SUPPLIED INFORMATION:
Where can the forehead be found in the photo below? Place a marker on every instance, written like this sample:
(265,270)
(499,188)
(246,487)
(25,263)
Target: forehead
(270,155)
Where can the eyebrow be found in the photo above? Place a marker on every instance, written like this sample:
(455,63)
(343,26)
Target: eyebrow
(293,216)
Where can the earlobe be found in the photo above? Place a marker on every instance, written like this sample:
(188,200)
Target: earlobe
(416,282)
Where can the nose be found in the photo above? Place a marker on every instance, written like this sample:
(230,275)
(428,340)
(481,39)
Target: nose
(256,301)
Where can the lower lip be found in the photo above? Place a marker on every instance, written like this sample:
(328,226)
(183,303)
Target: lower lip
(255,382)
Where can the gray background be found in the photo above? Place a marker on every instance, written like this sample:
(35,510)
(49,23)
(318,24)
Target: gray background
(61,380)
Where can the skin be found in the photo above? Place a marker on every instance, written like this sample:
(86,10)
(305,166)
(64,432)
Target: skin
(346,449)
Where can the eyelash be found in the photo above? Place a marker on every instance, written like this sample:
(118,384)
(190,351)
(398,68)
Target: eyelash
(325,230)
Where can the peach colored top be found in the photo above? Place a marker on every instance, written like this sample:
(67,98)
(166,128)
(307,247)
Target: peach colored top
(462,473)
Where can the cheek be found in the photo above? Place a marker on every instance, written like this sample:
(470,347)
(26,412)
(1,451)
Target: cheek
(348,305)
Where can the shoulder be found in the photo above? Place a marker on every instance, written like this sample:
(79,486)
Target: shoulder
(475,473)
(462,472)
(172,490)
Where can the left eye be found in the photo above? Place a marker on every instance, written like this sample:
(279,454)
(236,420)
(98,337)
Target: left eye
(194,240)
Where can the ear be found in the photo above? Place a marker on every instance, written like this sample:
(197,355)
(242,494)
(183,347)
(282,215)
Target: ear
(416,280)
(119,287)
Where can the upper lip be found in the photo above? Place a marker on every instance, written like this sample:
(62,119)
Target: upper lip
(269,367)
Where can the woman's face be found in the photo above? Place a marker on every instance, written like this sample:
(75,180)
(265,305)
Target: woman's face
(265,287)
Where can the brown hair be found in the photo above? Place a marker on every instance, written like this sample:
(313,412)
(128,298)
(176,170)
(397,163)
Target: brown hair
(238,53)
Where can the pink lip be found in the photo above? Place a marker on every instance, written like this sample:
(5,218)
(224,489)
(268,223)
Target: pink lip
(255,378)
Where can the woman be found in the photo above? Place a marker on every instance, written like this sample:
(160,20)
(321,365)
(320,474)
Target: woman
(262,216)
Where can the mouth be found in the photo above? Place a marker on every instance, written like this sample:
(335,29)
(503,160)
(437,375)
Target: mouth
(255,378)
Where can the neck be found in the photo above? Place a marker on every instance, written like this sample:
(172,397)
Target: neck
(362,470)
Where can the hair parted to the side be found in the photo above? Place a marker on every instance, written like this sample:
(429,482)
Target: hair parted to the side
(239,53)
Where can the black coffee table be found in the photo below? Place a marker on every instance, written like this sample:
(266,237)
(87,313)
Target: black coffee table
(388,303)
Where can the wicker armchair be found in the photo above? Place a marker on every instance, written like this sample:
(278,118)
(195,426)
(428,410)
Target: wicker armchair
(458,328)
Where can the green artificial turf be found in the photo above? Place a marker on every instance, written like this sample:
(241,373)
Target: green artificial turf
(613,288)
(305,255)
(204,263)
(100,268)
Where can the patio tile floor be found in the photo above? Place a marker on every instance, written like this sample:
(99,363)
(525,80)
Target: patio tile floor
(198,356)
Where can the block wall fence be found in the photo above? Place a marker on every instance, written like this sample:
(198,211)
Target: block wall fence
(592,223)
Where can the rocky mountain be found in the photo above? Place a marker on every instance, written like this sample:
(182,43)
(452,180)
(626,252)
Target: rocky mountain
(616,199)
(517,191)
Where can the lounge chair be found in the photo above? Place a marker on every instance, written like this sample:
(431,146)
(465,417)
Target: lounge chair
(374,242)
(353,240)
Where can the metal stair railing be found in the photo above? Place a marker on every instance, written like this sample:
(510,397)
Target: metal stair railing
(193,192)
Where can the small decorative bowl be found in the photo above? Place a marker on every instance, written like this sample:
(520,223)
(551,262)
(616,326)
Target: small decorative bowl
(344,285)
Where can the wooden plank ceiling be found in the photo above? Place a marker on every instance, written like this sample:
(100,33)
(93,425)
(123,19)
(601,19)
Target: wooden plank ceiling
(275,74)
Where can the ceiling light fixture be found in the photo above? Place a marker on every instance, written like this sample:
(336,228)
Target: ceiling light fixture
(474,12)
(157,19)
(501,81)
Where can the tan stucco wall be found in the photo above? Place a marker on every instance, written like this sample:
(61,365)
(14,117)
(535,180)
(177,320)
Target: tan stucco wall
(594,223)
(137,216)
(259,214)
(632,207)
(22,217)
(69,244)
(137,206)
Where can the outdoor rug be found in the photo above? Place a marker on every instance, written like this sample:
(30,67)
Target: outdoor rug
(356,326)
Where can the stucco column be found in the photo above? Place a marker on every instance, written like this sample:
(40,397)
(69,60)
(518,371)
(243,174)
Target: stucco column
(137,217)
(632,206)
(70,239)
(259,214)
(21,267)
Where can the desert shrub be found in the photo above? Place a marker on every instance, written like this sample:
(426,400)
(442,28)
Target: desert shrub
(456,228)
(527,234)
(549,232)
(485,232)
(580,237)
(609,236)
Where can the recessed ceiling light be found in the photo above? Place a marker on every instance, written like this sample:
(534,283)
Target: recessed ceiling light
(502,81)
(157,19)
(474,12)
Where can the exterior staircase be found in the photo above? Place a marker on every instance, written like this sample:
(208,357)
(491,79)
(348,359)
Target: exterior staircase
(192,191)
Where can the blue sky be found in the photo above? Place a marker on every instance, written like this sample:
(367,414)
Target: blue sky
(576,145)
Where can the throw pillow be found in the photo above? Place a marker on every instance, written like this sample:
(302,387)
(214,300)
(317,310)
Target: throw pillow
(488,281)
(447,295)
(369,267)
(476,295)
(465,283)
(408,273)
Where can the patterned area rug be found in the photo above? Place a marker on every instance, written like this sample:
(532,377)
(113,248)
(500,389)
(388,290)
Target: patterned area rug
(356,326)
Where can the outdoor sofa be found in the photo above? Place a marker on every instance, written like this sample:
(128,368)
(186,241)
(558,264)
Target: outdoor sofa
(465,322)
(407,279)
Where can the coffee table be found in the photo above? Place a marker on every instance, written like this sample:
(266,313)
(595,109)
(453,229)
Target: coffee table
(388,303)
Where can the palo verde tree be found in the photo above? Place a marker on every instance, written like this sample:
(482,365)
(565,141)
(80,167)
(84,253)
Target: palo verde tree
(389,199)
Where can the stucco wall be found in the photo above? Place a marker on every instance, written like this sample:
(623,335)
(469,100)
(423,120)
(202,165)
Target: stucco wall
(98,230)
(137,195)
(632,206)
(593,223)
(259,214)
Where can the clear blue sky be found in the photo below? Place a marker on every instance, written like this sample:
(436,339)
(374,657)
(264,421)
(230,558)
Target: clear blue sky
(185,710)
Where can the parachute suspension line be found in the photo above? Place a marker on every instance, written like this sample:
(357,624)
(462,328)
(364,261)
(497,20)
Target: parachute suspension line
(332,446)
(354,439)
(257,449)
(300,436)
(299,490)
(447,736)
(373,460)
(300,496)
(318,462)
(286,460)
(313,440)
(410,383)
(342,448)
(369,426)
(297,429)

YOUR INSTRUCTIONS: Starting at the line that contains "Where can the blue", output each remaining line of the listing, the last line included, exactly as it appears.

RESULT BELOW:
Where can the blue sky be found in the photo above? Place a marker on every instance, written like this sample:
(367,414)
Target: blue sky
(576,145)
Where can the throw pillow be found in the photo above? Place a marker on every instance, written like this sample:
(302,387)
(214,300)
(317,310)
Target: throw pillow
(488,281)
(447,295)
(369,267)
(476,295)
(465,283)
(408,273)
Where can the patterned area rug be found in the photo above? Place a marker on every instance, written like this sample:
(532,377)
(113,248)
(500,389)
(388,290)
Target: patterned area rug
(356,326)
Where can the outdoor sofa be found in the photo above? Place a marker on every instance, written like this sample:
(128,368)
(186,241)
(558,264)
Target: outdoor sofa
(465,322)
(407,279)
Where can the coffee table be found in the photo above? Place a marker on every instance, written like this sample:
(266,313)
(595,109)
(453,229)
Target: coffee table
(388,303)
Where can the palo verde tree be found in the photo above? Place a marker on every instance, written like this sample:
(482,365)
(565,141)
(80,167)
(84,253)
Target: palo verde tree
(389,199)
Where can the stucco wall be found in the photo above? Place a marker on every instance, written like this sample:
(623,335)
(469,100)
(423,120)
(202,165)
Target: stucco wall
(98,230)
(137,195)
(632,206)
(593,223)
(259,214)
Where can the clear blue sky be found in the photo below? Place a marker on every instance, written like this sample:
(436,339)
(374,657)
(264,421)
(230,558)
Target: clear blue sky
(185,710)
Where can the parachute suspension line be found in the photo above? Place a marker on every instance, written like this sample:
(357,624)
(462,328)
(364,261)
(497,20)
Target: parachute suspension line
(332,446)
(354,439)
(257,449)
(300,436)
(299,490)
(447,736)
(373,460)
(300,496)
(318,462)
(286,460)
(313,440)
(410,383)
(342,448)
(369,426)
(297,429)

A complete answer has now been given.